START PROVIDED MATERIAL
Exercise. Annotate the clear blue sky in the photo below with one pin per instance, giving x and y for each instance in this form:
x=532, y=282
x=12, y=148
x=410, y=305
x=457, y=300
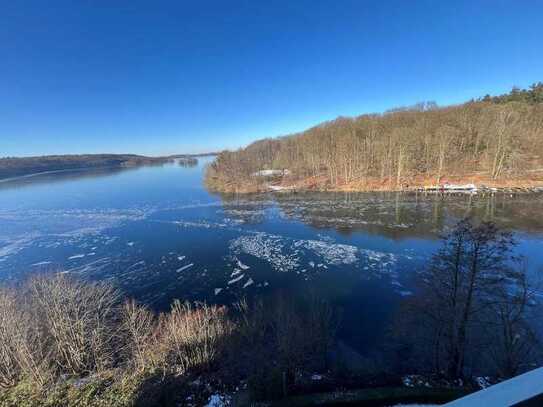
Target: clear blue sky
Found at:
END PROVIDED MATERIAL
**WORK TASK:**
For each line in the data that contains the string "blue", give a copy of that line.

**WORKED SOLUTION:**
Exercise. Annotate the clear blue sky in the photo below with one pin per instance, giving x and y for each instance in this form:
Target: clear blue sky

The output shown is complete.